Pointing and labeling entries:
=-=-=
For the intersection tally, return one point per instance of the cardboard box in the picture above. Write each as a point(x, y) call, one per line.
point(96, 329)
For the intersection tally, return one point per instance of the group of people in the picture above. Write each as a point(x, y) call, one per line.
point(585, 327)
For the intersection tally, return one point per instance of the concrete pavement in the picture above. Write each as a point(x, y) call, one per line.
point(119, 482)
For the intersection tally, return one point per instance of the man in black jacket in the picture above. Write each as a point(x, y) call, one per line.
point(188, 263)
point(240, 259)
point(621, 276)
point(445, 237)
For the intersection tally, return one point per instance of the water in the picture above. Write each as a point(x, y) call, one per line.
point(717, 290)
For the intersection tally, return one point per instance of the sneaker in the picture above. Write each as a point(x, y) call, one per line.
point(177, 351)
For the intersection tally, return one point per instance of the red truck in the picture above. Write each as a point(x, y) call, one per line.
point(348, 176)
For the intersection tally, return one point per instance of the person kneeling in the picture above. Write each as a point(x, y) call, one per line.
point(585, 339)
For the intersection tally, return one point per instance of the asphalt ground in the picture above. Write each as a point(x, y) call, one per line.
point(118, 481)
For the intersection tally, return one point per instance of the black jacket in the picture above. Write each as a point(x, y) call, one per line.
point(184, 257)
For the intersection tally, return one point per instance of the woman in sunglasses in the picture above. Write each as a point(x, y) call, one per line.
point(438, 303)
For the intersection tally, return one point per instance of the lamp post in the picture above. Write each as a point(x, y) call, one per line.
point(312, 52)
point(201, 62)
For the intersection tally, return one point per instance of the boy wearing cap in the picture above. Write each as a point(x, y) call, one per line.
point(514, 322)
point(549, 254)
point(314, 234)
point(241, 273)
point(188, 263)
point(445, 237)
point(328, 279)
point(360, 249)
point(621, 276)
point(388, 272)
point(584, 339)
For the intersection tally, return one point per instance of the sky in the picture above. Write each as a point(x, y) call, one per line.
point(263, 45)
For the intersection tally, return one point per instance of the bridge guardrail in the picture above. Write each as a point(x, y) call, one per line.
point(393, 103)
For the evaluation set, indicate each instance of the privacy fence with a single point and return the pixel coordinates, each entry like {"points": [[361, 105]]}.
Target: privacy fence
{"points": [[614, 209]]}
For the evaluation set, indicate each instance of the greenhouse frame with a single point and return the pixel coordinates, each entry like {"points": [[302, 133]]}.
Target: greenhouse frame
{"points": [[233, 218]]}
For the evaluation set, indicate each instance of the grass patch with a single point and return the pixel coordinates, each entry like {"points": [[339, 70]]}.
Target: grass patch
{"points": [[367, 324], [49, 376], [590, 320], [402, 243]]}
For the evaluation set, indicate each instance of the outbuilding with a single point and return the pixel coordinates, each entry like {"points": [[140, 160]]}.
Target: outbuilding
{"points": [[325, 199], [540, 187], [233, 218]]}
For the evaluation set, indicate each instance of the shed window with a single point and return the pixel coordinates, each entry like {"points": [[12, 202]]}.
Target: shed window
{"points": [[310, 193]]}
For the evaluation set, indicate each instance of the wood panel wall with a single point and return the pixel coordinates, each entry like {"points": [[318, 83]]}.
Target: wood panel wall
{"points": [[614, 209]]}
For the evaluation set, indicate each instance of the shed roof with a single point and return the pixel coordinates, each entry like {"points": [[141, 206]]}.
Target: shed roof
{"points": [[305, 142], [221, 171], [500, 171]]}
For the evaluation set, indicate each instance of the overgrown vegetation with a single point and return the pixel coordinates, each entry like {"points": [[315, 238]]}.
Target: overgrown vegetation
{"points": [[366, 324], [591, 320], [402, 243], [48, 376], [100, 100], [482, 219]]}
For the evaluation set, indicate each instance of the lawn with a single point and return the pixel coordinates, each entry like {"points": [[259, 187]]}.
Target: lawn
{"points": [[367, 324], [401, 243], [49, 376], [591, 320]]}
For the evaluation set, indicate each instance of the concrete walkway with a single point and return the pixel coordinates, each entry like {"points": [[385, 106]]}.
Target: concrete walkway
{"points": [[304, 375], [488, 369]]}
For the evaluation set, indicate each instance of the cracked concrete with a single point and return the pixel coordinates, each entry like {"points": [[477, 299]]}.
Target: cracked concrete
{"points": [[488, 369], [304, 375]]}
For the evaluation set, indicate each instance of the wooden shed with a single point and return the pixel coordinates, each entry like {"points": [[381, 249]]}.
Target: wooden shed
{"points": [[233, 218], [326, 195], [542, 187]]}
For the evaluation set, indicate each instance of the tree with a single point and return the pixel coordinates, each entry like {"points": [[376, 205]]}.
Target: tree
=-=-=
Rewrite every line of the items above as one numbered list, and skip any blank lines.

### WRITTEN REPLY
1. For the intersection tally, return one point per instance of the cardboard box in the picture above. Write each as a point(x, y) call, one per line.
2. point(96, 329)
3. For the intersection tally, return one point per instance of the group of people in the picture above. Write each as a point(x, y) call, one per line.
4. point(585, 327)
5. For the intersection tally, return one point per instance of the concrete pavement in the picture above. Write each as a point(x, y) call, one per line.
6. point(119, 482)
7. For the intersection tally, return one point per instance of the man in black jacket in the picture above. Write each as a point(x, y) call, one per line.
8. point(188, 263)
9. point(240, 259)
10. point(621, 276)
11. point(445, 237)
12. For the intersection tally, return one point per instance of the water in the picture above. Write each as a point(x, y) call, one per line.
13. point(717, 290)
14. For the intersection tally, return one point per instance of the sneaker in the picture above. Write each as a point(x, y) call, one per line.
15. point(177, 351)
16. For the intersection tally, return one point per instance of the red truck in the picture above. Write each as a point(x, y) call, one per line.
17. point(348, 176)
18. For the intersection tally, return one point per instance of the person kneeling in the picture above. Write each as a point(x, y) call, one per line.
19. point(585, 339)
20. For the intersection tally, return one point per instance of the asphalt ground in the picture above. Write each as a point(x, y) call, one per line.
21. point(118, 481)
22. For the intersection tally, return one point per instance of the black jacket in the picture above. Write each as a point(x, y) call, one per line.
23. point(184, 257)
24. For the intersection tally, return one point per instance of the woman in sunglasses in the picture above. Write each as a point(x, y) call, one per line.
25. point(438, 303)
26. For the intersection tally, return one point per instance of the lamp post in the picture above. Write each as a point(x, y) call, one per line.
27. point(312, 52)
28. point(201, 62)
29. For the intersection tally, return one point per instance of the boy wearing cap in the picture above. Write each as a point(x, y) call, one per line.
30. point(514, 322)
31. point(549, 254)
32. point(314, 234)
33. point(241, 273)
34. point(188, 263)
35. point(445, 237)
36. point(328, 279)
37. point(360, 249)
38. point(621, 276)
39. point(388, 272)
40. point(584, 339)
41. For the intersection tally, return one point per instance of the sky in the picture above. Write each as a point(x, y) call, one per line.
42. point(263, 45)
43. For the intersection tally, return one point per instance of the bridge guardrail in the picture above. Write each as a point(x, y) call, one per line.
44. point(393, 103)
45. For the evaluation set, indicate each instance of the privacy fence with a single point and return the pixel coordinates, each entry like {"points": [[361, 105]]}.
46. Target: privacy fence
47. {"points": [[614, 209]]}
48. For the evaluation set, indicate each instance of the greenhouse frame with a single point and return the pixel coordinates, each entry like {"points": [[302, 133]]}.
49. Target: greenhouse frame
50. {"points": [[233, 218]]}
51. For the evaluation set, indicate each instance of the grass patch with a single point and return the pixel coordinates, each entry like {"points": [[339, 70]]}.
52. Target: grass patch
53. {"points": [[367, 324], [49, 376], [590, 320], [402, 243]]}
54. For the evaluation set, indicate each instance of the outbuilding with a single point and return the pixel coordinates, each entry like {"points": [[140, 160]]}.
55. Target: outbuilding
56. {"points": [[325, 199], [540, 187], [233, 218]]}
57. For the evaluation set, indicate each instance of the shed window with a single point and return the pixel coordinates, each entry like {"points": [[12, 202]]}.
58. Target: shed window
59. {"points": [[310, 193]]}
60. For the evaluation set, indicate each instance of the wood panel wall with a single point and return the pixel coordinates, each entry like {"points": [[318, 83]]}.
61. Target: wood panel wall
62. {"points": [[614, 209]]}
63. For the evaluation set, indicate each instance of the shed roof with a single point and return the pixel coordinates, each entry like {"points": [[141, 206]]}.
64. Target: shed roof
65. {"points": [[305, 142], [221, 171], [500, 171]]}
66. For the evaluation set, indicate each instance of the overgrown vegetation with a single point and return the pixel coordinates, each entry like {"points": [[315, 238]]}.
67. Target: overgrown vegetation
68. {"points": [[366, 324], [591, 320], [402, 243], [48, 376], [100, 100], [482, 219]]}
69. For the evaluation set, indicate each instance of the lawn with a single point and return the pixel coordinates, each entry like {"points": [[259, 187]]}.
70. Target: lawn
71. {"points": [[367, 324], [401, 243], [49, 376], [591, 320]]}
72. For the evaluation set, indicate each instance of the concrete walkway with a single point and return the pixel coordinates, each entry like {"points": [[385, 106]]}.
73. Target: concrete walkway
74. {"points": [[304, 375], [488, 369]]}
75. For the evaluation set, indicate each instance of the cracked concrete with a single point and return the pixel coordinates, each entry like {"points": [[477, 299]]}.
76. Target: cracked concrete
77. {"points": [[488, 369], [304, 375]]}
78. For the evaluation set, indicate each instance of the wooden shed with a single point and return the pixel coordinates, each entry like {"points": [[381, 249]]}.
79. Target: wooden shed
80. {"points": [[233, 218], [326, 195], [542, 187]]}
81. For the evaluation set, indicate each instance of the tree with a single point and return the pixel coordinates, each entry like {"points": [[376, 205]]}.
82. Target: tree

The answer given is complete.